── RECORDS FOR THIS TASK
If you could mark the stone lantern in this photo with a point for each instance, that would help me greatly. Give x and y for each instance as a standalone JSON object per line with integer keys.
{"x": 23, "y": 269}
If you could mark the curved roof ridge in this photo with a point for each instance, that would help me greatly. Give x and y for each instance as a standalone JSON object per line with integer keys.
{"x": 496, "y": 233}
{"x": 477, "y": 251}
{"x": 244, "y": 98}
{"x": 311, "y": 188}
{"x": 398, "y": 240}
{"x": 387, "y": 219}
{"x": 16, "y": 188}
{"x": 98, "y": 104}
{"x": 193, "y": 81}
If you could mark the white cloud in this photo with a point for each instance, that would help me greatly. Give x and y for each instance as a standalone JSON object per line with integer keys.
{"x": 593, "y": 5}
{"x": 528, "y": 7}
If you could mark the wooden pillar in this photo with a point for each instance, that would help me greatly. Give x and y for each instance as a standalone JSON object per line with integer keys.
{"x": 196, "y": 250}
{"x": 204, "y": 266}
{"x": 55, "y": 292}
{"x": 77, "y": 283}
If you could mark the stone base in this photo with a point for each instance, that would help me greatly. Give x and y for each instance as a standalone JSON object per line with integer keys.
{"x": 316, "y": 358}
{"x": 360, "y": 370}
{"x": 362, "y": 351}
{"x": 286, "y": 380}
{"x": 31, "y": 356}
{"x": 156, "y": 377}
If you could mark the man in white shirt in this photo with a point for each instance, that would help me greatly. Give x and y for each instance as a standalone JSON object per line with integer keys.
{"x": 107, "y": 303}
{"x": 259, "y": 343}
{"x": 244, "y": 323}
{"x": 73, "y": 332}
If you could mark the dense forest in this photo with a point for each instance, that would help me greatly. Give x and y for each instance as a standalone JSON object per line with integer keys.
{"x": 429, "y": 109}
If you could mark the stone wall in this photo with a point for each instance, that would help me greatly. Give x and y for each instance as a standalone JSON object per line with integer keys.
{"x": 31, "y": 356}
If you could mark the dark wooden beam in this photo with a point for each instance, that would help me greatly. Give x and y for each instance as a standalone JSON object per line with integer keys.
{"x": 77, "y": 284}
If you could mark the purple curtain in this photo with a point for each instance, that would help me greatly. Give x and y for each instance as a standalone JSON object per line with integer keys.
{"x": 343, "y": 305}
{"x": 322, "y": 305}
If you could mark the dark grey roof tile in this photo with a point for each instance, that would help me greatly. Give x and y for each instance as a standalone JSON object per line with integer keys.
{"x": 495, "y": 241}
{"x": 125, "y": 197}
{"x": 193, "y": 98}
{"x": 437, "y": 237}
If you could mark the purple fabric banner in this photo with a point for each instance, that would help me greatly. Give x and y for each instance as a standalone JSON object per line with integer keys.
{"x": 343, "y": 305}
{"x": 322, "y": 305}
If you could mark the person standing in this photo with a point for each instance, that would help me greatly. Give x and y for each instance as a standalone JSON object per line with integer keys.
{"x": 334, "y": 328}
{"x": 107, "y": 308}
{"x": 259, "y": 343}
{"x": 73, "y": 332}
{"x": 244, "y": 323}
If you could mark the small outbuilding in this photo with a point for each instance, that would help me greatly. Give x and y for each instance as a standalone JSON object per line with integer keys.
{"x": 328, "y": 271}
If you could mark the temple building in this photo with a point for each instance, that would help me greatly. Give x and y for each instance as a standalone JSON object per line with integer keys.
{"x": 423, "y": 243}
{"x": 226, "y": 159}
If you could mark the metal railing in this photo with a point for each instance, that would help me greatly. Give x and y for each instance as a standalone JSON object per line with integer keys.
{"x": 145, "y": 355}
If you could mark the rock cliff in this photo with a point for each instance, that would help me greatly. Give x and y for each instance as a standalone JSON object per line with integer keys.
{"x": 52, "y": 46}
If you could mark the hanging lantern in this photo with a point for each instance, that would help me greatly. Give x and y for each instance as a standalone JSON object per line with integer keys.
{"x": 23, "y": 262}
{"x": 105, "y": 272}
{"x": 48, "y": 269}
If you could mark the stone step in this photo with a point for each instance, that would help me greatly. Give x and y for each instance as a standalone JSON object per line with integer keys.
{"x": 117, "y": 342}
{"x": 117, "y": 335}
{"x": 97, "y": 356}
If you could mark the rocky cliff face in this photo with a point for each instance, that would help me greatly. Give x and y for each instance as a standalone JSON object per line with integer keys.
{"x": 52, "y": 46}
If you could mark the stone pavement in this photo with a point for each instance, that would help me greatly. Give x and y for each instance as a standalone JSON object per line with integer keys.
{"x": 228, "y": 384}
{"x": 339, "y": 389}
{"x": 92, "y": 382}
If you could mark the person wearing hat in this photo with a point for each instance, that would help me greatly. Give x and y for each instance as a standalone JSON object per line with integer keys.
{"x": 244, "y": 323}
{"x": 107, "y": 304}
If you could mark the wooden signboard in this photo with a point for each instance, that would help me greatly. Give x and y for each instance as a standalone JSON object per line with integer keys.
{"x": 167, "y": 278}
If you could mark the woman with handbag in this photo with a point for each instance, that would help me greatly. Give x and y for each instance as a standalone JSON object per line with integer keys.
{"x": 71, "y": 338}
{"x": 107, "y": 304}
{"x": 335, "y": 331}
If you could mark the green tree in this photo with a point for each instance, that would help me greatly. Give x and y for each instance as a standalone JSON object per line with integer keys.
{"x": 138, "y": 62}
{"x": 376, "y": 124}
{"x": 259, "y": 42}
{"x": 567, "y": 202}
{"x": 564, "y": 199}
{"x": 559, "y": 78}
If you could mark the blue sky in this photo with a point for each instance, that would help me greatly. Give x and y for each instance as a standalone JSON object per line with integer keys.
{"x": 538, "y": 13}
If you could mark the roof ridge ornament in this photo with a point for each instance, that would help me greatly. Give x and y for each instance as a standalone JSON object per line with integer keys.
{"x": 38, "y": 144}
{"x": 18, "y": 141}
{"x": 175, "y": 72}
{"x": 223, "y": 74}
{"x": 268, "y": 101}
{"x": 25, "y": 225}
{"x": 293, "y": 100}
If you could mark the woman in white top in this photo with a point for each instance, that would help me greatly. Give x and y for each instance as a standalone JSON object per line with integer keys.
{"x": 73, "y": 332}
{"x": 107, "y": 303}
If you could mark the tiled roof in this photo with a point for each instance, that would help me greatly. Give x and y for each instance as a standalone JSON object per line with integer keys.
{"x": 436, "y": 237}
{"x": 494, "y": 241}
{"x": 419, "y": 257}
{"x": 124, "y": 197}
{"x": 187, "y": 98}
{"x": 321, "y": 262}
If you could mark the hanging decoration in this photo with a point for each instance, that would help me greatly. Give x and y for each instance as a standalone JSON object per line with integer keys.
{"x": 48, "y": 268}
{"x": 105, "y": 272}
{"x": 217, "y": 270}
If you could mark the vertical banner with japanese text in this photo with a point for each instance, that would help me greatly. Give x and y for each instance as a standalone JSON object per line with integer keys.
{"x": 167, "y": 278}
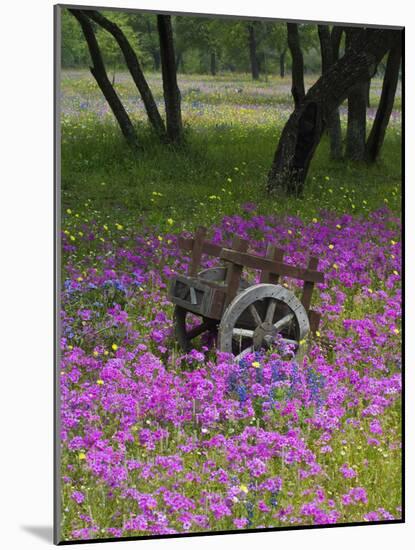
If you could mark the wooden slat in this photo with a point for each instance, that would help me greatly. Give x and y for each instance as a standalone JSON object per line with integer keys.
{"x": 273, "y": 253}
{"x": 234, "y": 272}
{"x": 197, "y": 251}
{"x": 258, "y": 262}
{"x": 309, "y": 285}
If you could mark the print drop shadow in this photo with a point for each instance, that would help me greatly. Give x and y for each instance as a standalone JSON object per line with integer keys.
{"x": 43, "y": 532}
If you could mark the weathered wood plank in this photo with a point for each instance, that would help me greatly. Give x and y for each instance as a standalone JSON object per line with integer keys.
{"x": 257, "y": 262}
{"x": 273, "y": 253}
{"x": 234, "y": 273}
{"x": 309, "y": 285}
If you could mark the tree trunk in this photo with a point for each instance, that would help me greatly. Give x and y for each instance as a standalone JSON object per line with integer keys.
{"x": 282, "y": 62}
{"x": 252, "y": 52}
{"x": 134, "y": 67}
{"x": 303, "y": 130}
{"x": 356, "y": 108}
{"x": 213, "y": 63}
{"x": 297, "y": 67}
{"x": 179, "y": 61}
{"x": 390, "y": 83}
{"x": 100, "y": 74}
{"x": 170, "y": 87}
{"x": 333, "y": 122}
{"x": 156, "y": 60}
{"x": 335, "y": 37}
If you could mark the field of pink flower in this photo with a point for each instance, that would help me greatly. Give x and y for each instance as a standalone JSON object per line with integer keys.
────
Copy exactly the line containing "If you could mark the tree" and every line after it, ending with the last line of the records above.

OUTPUT FOR THIS EXERCISE:
If you could mark the tree trunk in this photo with a point for each instance, that would help me greatly. Give x and y for each instance as a standalone JSON object per line with integer keys.
{"x": 282, "y": 62}
{"x": 252, "y": 52}
{"x": 134, "y": 67}
{"x": 303, "y": 130}
{"x": 356, "y": 108}
{"x": 213, "y": 63}
{"x": 297, "y": 67}
{"x": 179, "y": 61}
{"x": 390, "y": 83}
{"x": 100, "y": 74}
{"x": 170, "y": 87}
{"x": 333, "y": 122}
{"x": 156, "y": 60}
{"x": 335, "y": 37}
If you could mark the field of pink flower in this photo with a point for each instance, that would help me greatly. Give x and y for each instance as a standalone JSON object per line with integer keys.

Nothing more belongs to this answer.